*WRITTEN REQUEST*: Edit the items from the line with "Where can you see the tire" up to and including the line with "(1236, 303)" by changing "blue sweater" to "gray sweater", and give only those lines again with nothing else altered.

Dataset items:
########

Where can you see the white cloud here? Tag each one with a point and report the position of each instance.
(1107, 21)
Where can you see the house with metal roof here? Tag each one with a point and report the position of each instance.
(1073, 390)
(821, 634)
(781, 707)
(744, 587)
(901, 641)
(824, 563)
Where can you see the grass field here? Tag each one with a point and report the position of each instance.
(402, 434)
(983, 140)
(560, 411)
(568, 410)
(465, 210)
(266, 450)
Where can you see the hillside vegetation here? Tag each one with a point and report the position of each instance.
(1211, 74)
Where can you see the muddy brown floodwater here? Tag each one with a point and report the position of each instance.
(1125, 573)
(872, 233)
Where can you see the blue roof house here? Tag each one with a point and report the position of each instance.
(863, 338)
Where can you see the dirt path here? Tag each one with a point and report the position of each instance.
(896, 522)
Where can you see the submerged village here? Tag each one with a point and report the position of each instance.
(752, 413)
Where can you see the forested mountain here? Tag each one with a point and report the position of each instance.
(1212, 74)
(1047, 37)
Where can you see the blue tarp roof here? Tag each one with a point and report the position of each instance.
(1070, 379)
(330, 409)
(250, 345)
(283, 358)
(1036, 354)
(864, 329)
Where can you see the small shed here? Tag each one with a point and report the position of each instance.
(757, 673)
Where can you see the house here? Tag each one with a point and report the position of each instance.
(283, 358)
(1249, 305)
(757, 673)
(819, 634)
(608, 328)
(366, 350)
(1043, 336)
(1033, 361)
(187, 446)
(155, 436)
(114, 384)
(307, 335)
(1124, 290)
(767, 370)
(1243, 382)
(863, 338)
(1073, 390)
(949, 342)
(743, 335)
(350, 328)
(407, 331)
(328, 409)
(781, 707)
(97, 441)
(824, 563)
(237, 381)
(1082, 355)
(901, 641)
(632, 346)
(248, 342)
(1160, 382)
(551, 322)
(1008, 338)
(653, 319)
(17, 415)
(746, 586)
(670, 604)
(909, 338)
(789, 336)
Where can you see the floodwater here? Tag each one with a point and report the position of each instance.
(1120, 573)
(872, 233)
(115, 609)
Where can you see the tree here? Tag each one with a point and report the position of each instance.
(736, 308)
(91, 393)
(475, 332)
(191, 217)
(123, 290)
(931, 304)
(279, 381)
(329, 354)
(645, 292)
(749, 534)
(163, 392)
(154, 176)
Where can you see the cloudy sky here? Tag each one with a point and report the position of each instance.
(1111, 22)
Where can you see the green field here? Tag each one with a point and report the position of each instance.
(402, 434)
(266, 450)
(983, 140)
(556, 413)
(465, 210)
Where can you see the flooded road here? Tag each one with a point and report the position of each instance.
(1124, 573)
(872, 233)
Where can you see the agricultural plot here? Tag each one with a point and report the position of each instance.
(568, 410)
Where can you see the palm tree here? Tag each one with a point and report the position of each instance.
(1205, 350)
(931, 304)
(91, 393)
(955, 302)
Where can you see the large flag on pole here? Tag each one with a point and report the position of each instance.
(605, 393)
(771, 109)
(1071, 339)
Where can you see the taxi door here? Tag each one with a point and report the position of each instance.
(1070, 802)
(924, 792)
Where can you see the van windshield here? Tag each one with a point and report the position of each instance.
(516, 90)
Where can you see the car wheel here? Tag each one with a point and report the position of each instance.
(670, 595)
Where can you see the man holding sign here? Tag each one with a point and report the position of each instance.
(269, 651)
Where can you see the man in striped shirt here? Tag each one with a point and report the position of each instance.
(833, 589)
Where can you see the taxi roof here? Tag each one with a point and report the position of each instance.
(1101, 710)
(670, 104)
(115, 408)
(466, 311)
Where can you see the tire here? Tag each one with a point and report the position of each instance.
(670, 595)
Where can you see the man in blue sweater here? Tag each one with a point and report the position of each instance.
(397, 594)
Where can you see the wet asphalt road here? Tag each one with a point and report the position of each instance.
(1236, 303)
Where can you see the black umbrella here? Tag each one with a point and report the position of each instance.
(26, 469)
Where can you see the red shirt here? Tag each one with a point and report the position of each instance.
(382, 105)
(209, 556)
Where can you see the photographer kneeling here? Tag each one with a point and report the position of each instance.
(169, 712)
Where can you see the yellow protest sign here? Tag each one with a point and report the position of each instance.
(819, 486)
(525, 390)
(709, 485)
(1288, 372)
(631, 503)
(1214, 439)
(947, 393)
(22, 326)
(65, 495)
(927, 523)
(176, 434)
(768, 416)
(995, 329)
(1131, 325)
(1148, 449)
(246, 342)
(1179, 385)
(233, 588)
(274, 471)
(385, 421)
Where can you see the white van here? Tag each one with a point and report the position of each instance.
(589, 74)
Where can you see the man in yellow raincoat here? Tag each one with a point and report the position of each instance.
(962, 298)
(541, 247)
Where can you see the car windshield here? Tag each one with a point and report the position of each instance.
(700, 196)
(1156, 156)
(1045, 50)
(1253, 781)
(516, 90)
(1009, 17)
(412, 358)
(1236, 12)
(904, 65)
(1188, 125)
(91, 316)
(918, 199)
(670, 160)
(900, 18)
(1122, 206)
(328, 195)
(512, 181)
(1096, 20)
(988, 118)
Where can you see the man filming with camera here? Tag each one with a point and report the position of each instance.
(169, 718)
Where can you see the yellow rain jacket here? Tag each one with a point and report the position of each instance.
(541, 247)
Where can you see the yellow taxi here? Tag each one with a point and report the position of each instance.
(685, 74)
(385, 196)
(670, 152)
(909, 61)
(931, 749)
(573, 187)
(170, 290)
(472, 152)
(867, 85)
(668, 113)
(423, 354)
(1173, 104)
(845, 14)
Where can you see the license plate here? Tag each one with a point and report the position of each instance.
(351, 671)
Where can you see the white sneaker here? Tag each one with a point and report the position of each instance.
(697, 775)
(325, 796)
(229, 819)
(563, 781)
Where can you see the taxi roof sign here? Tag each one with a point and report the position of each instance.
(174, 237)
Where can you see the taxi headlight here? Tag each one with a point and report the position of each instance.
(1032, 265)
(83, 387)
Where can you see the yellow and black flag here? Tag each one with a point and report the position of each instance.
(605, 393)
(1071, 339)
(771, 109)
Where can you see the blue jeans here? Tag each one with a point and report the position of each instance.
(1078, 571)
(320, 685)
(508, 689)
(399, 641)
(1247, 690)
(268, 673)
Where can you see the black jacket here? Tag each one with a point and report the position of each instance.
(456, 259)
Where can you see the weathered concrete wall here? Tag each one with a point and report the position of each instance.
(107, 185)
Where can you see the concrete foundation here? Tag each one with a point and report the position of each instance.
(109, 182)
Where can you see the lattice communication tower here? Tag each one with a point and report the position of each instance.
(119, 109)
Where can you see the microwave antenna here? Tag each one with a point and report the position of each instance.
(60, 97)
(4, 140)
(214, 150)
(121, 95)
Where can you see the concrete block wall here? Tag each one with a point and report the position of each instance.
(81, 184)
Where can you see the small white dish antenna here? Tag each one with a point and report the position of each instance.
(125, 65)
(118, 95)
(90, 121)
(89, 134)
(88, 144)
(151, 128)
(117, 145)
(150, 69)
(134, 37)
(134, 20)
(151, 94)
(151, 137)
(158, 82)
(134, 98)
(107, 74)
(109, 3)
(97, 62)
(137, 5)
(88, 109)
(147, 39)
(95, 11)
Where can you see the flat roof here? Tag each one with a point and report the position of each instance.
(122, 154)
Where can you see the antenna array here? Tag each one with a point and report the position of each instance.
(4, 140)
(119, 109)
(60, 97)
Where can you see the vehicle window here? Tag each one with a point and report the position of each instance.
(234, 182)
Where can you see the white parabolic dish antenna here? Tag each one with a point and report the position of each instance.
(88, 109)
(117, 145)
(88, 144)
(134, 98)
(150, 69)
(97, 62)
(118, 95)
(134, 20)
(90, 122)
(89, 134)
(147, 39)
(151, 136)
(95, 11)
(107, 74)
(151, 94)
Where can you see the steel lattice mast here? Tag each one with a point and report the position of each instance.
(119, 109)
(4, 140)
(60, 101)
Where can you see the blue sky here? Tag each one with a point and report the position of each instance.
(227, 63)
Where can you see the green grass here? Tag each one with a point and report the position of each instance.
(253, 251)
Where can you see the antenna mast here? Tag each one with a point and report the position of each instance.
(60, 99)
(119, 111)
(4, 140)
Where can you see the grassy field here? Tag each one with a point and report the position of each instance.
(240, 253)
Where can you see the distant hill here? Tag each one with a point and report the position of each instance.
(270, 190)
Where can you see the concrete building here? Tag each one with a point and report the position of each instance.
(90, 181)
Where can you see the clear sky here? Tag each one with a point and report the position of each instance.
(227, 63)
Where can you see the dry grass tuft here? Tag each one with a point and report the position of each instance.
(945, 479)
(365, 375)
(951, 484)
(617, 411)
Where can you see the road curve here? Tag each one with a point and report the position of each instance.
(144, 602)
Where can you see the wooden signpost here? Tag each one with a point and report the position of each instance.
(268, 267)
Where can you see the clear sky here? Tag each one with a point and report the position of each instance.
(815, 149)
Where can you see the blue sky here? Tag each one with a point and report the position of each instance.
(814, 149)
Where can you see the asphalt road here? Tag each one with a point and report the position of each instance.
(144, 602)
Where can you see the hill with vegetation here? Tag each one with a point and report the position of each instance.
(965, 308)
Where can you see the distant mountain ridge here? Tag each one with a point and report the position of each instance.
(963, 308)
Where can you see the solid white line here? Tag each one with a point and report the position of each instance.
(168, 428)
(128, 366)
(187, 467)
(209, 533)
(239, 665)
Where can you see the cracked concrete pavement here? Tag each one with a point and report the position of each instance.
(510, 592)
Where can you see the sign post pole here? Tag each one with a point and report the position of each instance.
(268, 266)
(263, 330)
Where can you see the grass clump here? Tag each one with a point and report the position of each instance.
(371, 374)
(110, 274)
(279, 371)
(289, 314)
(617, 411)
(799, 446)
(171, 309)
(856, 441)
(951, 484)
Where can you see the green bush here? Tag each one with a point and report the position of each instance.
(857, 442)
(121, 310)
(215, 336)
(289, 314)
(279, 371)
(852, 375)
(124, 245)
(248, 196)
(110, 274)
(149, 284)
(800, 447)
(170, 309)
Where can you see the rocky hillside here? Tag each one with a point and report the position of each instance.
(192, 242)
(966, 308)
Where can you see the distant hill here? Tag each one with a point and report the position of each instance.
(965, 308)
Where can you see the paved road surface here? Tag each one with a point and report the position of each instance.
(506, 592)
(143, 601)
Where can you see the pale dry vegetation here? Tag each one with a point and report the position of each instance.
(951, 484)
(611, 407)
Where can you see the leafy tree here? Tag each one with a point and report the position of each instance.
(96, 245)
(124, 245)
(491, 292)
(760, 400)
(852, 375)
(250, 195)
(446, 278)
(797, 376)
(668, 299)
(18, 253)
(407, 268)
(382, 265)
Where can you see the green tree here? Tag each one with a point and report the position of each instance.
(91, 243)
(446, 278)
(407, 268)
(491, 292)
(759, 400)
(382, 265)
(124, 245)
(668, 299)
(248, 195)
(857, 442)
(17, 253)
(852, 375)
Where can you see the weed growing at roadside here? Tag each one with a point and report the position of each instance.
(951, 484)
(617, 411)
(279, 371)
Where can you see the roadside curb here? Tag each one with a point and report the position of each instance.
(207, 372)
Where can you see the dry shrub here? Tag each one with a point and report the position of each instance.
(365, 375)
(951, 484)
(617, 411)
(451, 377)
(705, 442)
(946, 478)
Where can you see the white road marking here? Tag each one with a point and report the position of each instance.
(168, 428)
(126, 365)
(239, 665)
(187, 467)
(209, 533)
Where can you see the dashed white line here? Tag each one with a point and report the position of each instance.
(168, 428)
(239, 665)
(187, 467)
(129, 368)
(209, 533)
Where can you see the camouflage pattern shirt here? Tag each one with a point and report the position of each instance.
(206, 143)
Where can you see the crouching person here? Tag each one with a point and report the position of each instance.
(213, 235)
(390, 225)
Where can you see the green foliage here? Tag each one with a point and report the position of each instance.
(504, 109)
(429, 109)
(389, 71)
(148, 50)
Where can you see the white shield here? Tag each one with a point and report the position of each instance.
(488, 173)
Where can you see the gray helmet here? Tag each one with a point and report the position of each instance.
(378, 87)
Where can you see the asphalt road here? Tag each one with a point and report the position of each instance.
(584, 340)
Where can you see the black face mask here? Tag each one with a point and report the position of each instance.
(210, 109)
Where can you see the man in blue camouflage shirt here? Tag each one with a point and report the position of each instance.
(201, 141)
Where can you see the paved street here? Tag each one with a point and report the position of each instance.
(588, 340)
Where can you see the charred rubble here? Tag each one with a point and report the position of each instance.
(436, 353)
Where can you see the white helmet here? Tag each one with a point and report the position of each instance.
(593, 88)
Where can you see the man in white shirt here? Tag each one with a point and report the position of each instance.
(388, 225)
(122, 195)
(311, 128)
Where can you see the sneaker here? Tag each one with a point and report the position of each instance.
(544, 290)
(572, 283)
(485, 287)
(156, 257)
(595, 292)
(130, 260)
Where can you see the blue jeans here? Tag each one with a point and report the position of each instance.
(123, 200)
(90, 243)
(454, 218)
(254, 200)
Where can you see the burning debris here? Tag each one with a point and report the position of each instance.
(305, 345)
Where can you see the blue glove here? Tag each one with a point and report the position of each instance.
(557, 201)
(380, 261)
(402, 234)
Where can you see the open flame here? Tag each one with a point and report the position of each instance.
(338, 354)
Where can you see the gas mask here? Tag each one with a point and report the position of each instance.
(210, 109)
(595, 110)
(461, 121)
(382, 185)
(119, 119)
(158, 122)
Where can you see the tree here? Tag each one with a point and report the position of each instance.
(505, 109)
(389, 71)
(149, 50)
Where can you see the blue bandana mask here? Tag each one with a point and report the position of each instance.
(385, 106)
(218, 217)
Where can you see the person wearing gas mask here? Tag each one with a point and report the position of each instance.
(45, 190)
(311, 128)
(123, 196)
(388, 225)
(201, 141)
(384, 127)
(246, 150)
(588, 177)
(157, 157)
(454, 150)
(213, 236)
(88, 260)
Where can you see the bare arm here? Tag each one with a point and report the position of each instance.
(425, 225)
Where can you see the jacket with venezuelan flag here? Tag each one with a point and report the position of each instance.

########

*TASK SOLUTION*:
Where can you see the tire here? Tag each one with a point and report the position of each instance.
(670, 595)
Where can you see the man in gray sweater here? Tag each one with a point and report the position of each instance.
(397, 594)
Where can you see the wet asphalt road here? Tag each one with a point and report the position of each instance.
(1236, 303)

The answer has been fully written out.